PROBLEM DETAILS:
What you return must match the listing below exactly.

TASK DATA:
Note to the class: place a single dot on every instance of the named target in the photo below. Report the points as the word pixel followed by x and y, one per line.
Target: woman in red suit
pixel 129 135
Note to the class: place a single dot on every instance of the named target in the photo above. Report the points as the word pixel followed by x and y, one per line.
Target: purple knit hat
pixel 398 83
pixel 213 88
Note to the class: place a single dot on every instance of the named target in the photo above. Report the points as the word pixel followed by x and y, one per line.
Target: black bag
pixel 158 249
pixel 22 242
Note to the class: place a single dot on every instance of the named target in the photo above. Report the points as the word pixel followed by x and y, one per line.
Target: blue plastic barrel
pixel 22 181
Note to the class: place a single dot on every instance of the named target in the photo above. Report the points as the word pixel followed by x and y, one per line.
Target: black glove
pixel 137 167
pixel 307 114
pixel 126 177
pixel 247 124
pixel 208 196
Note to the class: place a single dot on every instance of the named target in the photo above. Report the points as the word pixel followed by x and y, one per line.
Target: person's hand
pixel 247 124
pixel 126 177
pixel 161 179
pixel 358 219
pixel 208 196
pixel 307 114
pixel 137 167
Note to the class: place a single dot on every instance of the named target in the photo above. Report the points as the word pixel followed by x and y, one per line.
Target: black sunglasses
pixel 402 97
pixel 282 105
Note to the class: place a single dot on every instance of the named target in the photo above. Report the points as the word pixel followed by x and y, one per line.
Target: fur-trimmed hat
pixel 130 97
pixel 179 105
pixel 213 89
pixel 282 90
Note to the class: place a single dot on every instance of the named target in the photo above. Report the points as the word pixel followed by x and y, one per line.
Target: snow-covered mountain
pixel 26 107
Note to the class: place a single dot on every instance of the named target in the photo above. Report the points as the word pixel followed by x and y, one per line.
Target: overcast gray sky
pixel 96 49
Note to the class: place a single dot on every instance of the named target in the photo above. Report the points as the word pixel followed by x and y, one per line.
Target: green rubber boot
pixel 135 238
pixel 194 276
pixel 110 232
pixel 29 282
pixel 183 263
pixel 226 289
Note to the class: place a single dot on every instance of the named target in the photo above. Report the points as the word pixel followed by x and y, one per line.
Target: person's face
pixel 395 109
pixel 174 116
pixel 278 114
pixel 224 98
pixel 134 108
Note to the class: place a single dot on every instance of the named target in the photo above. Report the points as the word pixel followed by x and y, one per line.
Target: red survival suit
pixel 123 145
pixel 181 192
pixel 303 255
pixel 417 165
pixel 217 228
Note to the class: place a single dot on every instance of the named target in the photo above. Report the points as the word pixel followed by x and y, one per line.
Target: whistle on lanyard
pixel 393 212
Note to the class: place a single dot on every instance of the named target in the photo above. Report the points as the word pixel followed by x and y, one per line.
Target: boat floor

OUTPUT FOR THIS EXERCISE:
Note to the class: place a single dot on every instance of the named target in the photo below. Report the points as the word pixel followed by x and y, one per line.
Target: woman in red suit
pixel 129 135
Note to the class: place a single dot on every instance of the named target in the photo above. Report the points as the word pixel followed by x and y, one per line.
Target: purple knit hat
pixel 398 83
pixel 213 88
Note to the class: place a single dot on every instance of the named target in the photo above. Report the points as the word pixel followed by x and y, one per line.
Target: black bag
pixel 158 249
pixel 22 242
Note to the class: place a single dot on every instance of the named target in the photo above. Report the points as the word pixel followed by x and y, one per line.
Target: blue plastic barrel
pixel 22 181
Note to the class: place a single dot on every instance of the named target in the photo above. Report the points as the word pixel followed by x and y, one per line.
Target: black glove
pixel 137 167
pixel 307 114
pixel 126 177
pixel 247 124
pixel 208 196
Note to the class: place a single dot on every instance of the named target in the photo above. Report the points as the word pixel followed by x and y, one per line.
Target: person's hand
pixel 247 124
pixel 126 177
pixel 161 179
pixel 358 219
pixel 208 196
pixel 307 114
pixel 137 167
Note to the class: place a single dot on every instance of the named target in the photo above. Report the points as the word pixel followed by x and y, one per line.
Target: black sunglasses
pixel 402 97
pixel 282 105
Note to the class: place a single dot on every instance of the named target in the photo above. Report the points as the word pixel followed by x and y, one per line.
Target: fur-trimmed hat
pixel 130 97
pixel 179 105
pixel 213 89
pixel 282 90
Note to the class: place a single dot on every instance of the named target in the photo above. Report the points as the word pixel followed by x and y, one per line.
Target: snow-covered mountain
pixel 26 107
Note to the class: place a single dot on every instance of the named target in the photo above. Report the points as the word pixel followed by x and y, one per line.
Target: overcast gray sky
pixel 96 49
Note to the class: place a single dot on every instance of the named target in the photo above. Report the points as the word pixel followed by x and y, one per line.
Target: green rubber boot
pixel 135 238
pixel 194 276
pixel 110 232
pixel 29 282
pixel 183 263
pixel 226 289
Note to the class: place a single dot on every instance of the named target in the photo above. Report the points as the word pixel followed by x and y, one per line.
Target: person's face
pixel 395 109
pixel 174 116
pixel 278 114
pixel 224 98
pixel 134 108
Note to the class: place a single dot on every instance of the named target in the photo above. Report the points as the word pixel followed by x and y, one per line.
Target: red survival suit
pixel 123 145
pixel 181 192
pixel 303 255
pixel 417 165
pixel 217 228
Note to the class: place a single dot on every instance of the named target in the photo above. Report the points as the word pixel followed by x and y, one per line.
Target: whistle on lanyard
pixel 393 212
Note to the class: place a single dot on every instance of the named target in the photo above. Report the points as the word pixel followed by x and y, one per line.
Target: boat floor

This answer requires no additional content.